[Point-per-instance localization data]
[Start of section]
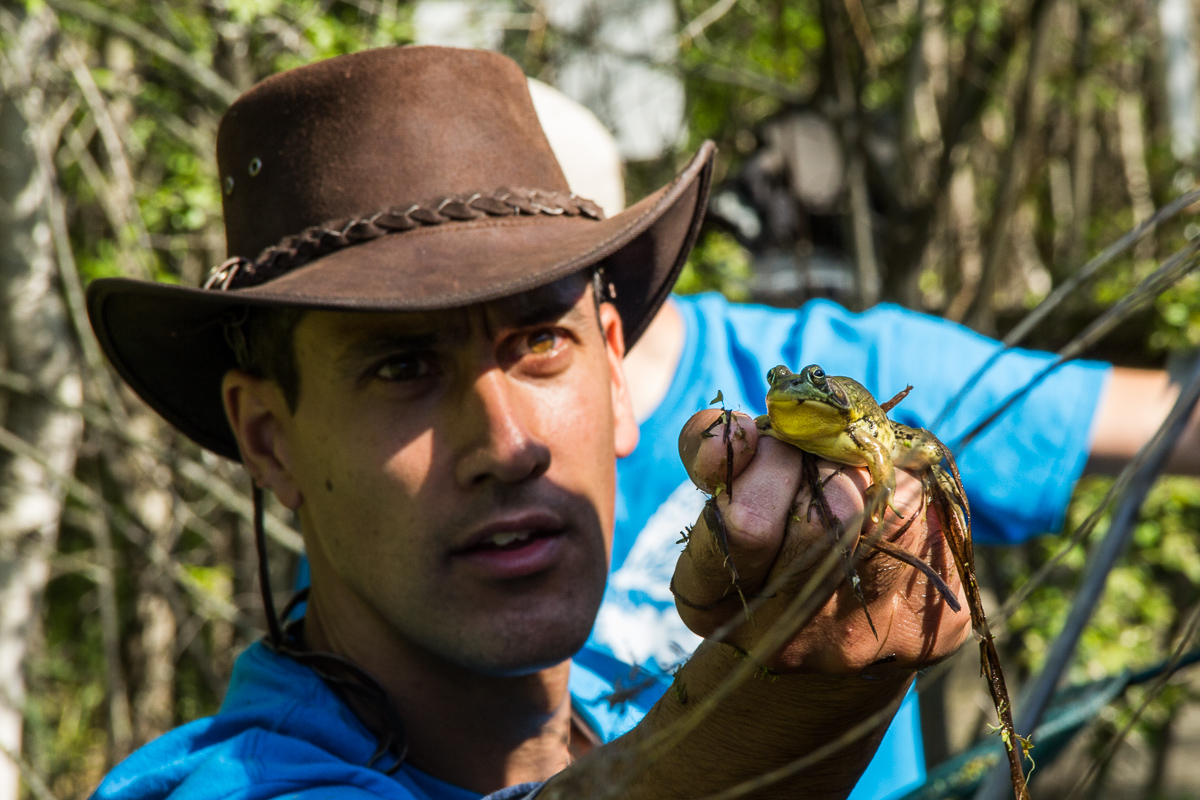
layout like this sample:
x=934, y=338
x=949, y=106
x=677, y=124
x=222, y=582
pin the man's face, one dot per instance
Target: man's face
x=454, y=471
[End of section]
[Start of section]
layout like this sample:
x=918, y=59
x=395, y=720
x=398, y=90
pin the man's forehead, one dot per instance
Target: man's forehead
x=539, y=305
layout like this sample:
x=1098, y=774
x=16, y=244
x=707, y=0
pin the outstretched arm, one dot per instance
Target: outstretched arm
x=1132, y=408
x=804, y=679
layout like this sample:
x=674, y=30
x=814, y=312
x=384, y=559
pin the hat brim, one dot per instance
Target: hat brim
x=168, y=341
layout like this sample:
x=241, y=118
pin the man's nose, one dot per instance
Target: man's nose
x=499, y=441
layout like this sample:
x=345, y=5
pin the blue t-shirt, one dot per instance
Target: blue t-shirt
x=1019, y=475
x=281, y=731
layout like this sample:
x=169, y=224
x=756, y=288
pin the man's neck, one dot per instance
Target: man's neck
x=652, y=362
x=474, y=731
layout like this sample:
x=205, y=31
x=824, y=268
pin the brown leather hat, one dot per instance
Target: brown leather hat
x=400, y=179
[End of section]
[Start of section]
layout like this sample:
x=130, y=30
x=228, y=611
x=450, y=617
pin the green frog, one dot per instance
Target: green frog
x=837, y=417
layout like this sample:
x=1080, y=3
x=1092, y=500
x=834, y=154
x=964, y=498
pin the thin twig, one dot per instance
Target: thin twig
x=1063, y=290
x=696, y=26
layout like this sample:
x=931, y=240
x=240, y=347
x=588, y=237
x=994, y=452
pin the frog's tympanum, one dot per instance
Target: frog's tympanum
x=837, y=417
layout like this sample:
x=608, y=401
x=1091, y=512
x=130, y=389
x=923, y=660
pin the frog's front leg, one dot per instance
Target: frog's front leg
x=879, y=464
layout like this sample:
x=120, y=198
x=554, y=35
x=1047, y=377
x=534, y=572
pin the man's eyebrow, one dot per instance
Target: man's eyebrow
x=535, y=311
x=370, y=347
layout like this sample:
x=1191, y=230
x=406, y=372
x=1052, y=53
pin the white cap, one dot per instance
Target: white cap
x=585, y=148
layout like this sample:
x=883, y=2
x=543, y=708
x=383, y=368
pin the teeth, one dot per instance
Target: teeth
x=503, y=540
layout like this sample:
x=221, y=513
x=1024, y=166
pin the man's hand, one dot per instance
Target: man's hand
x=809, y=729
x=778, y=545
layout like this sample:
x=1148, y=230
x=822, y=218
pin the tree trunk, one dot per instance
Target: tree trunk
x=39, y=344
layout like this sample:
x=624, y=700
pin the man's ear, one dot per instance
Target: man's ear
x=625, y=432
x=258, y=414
[End of section]
**GOAL OF THE EXERCISE**
Above are the entries. Quote exactly the lines from the one bearing "x=608, y=401" through the one bearing "x=1052, y=53".

**TASK SOLUTION**
x=608, y=401
x=1091, y=512
x=130, y=389
x=923, y=660
pin the frog's front leg, one dot per instance
Target: frog's front leg
x=879, y=464
layout like this sample:
x=120, y=198
x=554, y=35
x=1047, y=377
x=534, y=572
pin the man's eyebrow, one dot per instance
Target: man's eyebrow
x=535, y=311
x=370, y=347
layout like this sample:
x=1191, y=230
x=406, y=372
x=1052, y=53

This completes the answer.